Arrange the lines of the entries between the line containing "Pick out the fresh" and the line containing "pixel 147 338", inclusive, as a Markdown table with the columns Row and Line. Number each line in Row, and leave out any blank lines.

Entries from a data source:
↓

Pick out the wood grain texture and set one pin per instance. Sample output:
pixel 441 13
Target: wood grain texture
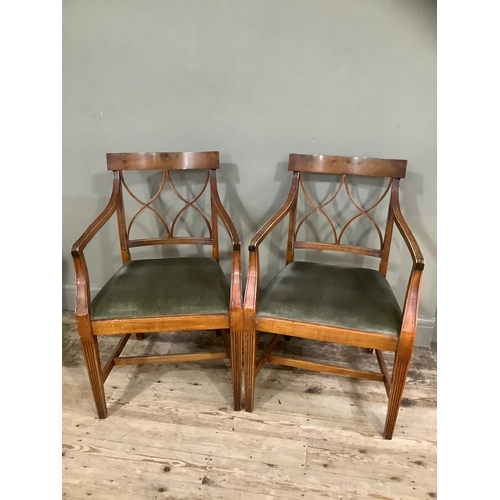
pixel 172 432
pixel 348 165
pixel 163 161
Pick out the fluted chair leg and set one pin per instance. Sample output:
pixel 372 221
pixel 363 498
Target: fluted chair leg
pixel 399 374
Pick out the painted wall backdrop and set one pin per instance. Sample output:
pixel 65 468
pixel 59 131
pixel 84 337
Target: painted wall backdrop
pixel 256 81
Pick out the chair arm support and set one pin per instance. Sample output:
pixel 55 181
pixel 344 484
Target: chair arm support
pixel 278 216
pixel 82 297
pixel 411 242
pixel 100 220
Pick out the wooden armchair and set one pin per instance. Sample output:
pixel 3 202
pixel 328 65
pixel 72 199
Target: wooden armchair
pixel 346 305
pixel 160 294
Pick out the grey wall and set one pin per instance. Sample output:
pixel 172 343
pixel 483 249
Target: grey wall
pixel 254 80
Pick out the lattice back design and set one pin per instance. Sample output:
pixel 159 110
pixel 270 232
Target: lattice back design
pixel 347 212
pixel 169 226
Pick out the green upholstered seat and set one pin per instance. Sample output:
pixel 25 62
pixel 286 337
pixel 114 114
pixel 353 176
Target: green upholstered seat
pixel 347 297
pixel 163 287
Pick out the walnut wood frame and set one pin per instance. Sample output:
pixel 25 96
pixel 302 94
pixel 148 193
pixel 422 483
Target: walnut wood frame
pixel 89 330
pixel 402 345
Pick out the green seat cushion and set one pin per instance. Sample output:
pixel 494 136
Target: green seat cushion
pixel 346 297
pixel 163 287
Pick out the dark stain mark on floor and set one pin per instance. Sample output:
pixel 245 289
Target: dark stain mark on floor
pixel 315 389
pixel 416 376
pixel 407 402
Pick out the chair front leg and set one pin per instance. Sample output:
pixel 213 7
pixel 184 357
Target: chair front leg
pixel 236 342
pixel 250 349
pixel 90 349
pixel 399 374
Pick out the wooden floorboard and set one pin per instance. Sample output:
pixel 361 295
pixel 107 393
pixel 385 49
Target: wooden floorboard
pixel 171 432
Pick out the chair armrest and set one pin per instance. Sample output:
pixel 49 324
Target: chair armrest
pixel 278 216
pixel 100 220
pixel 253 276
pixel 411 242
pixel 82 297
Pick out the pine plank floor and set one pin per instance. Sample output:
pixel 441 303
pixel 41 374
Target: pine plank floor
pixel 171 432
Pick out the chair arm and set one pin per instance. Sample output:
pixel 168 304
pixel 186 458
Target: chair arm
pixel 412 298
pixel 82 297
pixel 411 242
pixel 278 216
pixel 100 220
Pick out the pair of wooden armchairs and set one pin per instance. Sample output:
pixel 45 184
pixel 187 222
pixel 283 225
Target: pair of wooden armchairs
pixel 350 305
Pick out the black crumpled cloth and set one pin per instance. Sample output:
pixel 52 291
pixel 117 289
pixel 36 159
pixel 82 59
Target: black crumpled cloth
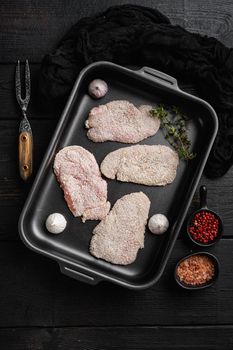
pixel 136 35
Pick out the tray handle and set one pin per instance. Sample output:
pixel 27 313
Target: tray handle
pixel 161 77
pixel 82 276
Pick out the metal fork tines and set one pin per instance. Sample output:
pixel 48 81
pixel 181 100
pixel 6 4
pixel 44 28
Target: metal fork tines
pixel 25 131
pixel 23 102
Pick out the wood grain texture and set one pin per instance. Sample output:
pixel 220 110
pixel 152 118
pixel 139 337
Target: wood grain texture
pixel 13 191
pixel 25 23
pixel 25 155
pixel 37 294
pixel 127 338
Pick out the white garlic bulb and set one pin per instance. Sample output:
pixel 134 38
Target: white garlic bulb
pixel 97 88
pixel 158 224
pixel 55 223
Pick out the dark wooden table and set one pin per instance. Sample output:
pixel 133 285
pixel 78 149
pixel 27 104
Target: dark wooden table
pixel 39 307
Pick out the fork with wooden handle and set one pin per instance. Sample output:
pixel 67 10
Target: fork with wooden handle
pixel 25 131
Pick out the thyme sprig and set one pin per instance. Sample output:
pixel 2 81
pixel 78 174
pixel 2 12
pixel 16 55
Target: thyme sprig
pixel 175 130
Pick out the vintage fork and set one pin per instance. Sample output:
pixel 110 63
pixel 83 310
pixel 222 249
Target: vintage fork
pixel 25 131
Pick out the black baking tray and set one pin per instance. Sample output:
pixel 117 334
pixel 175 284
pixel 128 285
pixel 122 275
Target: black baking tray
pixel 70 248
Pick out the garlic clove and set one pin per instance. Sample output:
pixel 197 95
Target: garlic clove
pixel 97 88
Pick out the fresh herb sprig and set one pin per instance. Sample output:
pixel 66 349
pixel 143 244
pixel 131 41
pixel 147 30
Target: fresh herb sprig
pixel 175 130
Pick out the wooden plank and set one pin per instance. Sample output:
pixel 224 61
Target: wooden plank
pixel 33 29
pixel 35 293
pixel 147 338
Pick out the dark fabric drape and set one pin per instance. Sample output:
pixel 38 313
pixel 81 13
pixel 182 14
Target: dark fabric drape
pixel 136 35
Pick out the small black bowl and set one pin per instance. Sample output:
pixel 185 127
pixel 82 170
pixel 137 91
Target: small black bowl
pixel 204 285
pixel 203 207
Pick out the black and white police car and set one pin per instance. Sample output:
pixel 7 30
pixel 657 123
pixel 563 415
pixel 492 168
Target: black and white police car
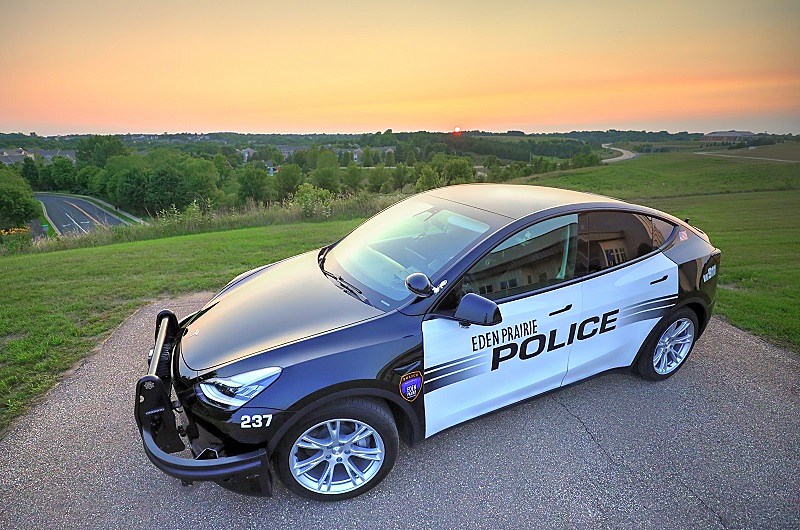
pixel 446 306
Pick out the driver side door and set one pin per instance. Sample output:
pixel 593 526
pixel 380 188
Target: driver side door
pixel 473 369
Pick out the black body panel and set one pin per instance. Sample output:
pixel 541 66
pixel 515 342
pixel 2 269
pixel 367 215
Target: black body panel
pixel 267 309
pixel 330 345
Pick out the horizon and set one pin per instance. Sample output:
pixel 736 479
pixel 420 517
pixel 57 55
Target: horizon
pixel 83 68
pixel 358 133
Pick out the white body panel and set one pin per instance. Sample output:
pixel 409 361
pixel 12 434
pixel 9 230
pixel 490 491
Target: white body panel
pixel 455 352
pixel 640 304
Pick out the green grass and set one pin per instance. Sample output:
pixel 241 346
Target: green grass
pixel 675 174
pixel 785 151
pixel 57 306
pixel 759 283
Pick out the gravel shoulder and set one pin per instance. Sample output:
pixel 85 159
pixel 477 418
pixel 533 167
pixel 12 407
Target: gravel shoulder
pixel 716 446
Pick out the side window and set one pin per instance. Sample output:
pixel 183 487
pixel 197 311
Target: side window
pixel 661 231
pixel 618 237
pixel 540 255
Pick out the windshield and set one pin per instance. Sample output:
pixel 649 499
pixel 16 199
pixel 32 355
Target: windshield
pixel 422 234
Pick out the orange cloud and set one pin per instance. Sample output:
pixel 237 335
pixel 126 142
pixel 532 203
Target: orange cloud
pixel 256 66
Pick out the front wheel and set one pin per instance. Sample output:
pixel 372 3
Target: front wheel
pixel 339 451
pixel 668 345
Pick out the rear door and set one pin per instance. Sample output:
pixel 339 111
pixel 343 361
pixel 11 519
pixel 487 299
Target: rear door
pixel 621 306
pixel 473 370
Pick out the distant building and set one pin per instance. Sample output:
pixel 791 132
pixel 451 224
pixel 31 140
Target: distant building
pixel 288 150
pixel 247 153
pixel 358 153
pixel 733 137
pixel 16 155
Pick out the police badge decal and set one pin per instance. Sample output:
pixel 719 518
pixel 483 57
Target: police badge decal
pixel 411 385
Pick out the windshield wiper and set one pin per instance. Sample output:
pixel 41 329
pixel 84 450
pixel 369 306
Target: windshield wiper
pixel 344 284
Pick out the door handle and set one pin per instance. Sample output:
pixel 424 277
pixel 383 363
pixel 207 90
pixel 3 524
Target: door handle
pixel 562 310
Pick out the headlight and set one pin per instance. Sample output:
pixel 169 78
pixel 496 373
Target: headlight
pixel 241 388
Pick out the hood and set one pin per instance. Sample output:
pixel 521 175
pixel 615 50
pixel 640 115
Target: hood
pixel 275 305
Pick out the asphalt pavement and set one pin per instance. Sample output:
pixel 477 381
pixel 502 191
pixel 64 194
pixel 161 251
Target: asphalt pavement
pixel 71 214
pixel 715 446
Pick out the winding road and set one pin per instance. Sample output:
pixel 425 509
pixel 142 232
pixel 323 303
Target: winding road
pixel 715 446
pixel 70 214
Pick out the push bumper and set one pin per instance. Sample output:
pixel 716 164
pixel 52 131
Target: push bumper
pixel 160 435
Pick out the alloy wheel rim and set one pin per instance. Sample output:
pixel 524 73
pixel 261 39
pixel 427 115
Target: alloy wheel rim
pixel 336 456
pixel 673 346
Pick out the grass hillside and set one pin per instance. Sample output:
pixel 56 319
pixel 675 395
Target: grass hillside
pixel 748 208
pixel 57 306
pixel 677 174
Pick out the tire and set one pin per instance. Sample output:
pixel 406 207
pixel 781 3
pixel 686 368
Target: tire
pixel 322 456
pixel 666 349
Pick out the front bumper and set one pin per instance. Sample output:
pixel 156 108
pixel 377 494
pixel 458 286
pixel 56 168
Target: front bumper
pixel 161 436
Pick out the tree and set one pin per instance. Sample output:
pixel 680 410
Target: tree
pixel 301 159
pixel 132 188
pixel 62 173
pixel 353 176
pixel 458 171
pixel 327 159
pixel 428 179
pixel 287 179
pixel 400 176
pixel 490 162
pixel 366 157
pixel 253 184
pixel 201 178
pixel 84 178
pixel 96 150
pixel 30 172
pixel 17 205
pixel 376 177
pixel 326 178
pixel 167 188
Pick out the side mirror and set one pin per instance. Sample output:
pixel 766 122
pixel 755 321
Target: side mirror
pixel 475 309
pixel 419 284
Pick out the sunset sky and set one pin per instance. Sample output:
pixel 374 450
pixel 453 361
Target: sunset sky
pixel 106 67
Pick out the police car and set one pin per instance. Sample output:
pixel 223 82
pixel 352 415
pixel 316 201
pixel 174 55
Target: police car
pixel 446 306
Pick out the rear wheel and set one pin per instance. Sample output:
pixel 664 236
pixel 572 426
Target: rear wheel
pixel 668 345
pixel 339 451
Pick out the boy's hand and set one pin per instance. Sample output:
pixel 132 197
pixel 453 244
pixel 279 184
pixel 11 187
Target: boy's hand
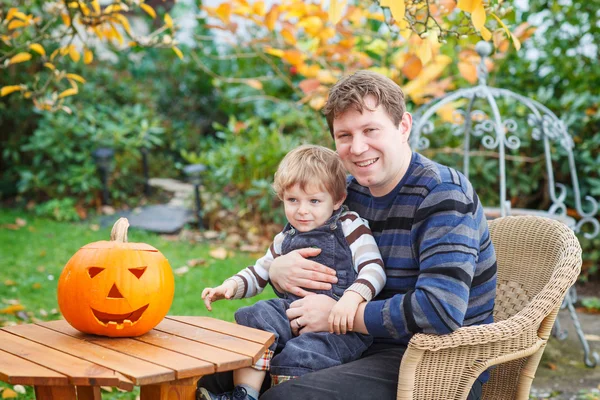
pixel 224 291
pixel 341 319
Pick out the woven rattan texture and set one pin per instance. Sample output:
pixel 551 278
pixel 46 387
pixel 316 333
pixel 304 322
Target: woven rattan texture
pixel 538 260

↑

# Complete output:
| Row | Line |
|---|---|
| 1 | Pick out the fresh herb sprig and set one pin per instance. Sample output: |
| 2 | pixel 66 349 |
| 3 | pixel 143 244 |
| 4 | pixel 131 41 |
| 5 | pixel 147 30 |
| 6 | Target: fresh herb sprig |
| 7 | pixel 175 130 |
| 8 | Pick out the wooden plank and set one pin per instance. Sample output: |
| 9 | pixel 224 61 |
| 10 | Target: wooden plank |
| 11 | pixel 33 29 |
| 12 | pixel 35 293 |
| 13 | pixel 147 338 |